WHAT YOU HAVE TO DO: Return each of the lines below word for word, with no changes.
'''
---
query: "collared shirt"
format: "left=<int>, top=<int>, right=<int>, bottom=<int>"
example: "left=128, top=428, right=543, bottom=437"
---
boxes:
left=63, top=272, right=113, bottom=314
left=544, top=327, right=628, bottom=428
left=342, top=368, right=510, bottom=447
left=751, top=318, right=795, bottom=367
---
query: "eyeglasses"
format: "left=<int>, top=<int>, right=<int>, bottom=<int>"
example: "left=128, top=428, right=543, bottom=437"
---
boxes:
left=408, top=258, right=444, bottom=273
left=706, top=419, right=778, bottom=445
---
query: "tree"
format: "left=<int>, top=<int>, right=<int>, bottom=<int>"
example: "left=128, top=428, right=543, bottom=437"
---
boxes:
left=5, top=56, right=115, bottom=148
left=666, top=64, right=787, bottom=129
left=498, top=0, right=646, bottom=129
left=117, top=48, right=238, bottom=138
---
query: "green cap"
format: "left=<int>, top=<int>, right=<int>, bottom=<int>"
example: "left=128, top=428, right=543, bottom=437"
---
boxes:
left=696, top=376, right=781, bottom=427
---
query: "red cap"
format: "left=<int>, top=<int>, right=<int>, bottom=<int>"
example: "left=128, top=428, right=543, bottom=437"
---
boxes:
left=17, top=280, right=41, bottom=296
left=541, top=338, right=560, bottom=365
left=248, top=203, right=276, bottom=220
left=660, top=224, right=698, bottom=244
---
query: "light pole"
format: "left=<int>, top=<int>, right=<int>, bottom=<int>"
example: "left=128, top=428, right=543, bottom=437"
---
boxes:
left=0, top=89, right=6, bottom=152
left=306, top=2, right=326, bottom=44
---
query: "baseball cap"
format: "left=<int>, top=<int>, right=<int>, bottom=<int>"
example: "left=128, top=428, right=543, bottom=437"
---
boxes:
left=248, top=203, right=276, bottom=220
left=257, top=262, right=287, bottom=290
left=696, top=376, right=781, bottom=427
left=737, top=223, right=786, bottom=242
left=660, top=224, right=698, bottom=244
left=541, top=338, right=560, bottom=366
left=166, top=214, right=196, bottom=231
'''
THE ANSWER:
---
query: "collared shirt"
format: "left=<int>, top=<int>, right=<int>, bottom=<int>"
example: "left=128, top=428, right=543, bottom=437"
---
boxes:
left=63, top=272, right=113, bottom=314
left=544, top=327, right=628, bottom=428
left=342, top=368, right=510, bottom=447
left=751, top=318, right=795, bottom=367
---
query: "eyeglasses"
format: "left=<int>, top=<int>, right=<int>, bottom=<int>"
example: "left=128, top=428, right=543, bottom=437"
---
boxes:
left=408, top=258, right=444, bottom=273
left=706, top=419, right=778, bottom=445
---
query: "tree"
format: "left=<int>, top=<int>, right=<int>, bottom=<int>"
example: "left=128, top=428, right=543, bottom=437"
---
boxes:
left=5, top=56, right=115, bottom=148
left=666, top=64, right=787, bottom=129
left=498, top=0, right=646, bottom=129
left=117, top=48, right=238, bottom=138
---
query: "green cap"
format: "left=<int>, top=<int>, right=<int>, bottom=<int>"
example: "left=128, top=428, right=543, bottom=437"
---
boxes:
left=696, top=376, right=781, bottom=427
---
query: "red cap"
format: "left=<int>, top=<int>, right=<int>, bottom=<int>"
example: "left=128, top=428, right=543, bottom=437"
---
boxes:
left=17, top=280, right=41, bottom=296
left=541, top=338, right=560, bottom=365
left=248, top=203, right=276, bottom=220
left=660, top=224, right=698, bottom=244
---
query: "light pole"
format: "left=<int>, top=<int>, right=<int>, bottom=<int>"
example: "left=128, top=428, right=543, bottom=437"
---
boxes:
left=0, top=89, right=6, bottom=152
left=306, top=2, right=326, bottom=44
---
query: "baseball cap"
format: "left=<int>, top=<int>, right=<int>, bottom=<int>"
example: "left=128, top=428, right=543, bottom=437"
---
boxes:
left=248, top=203, right=276, bottom=220
left=257, top=262, right=287, bottom=290
left=696, top=376, right=781, bottom=427
left=737, top=223, right=786, bottom=242
left=660, top=224, right=698, bottom=244
left=541, top=338, right=560, bottom=366
left=166, top=214, right=196, bottom=231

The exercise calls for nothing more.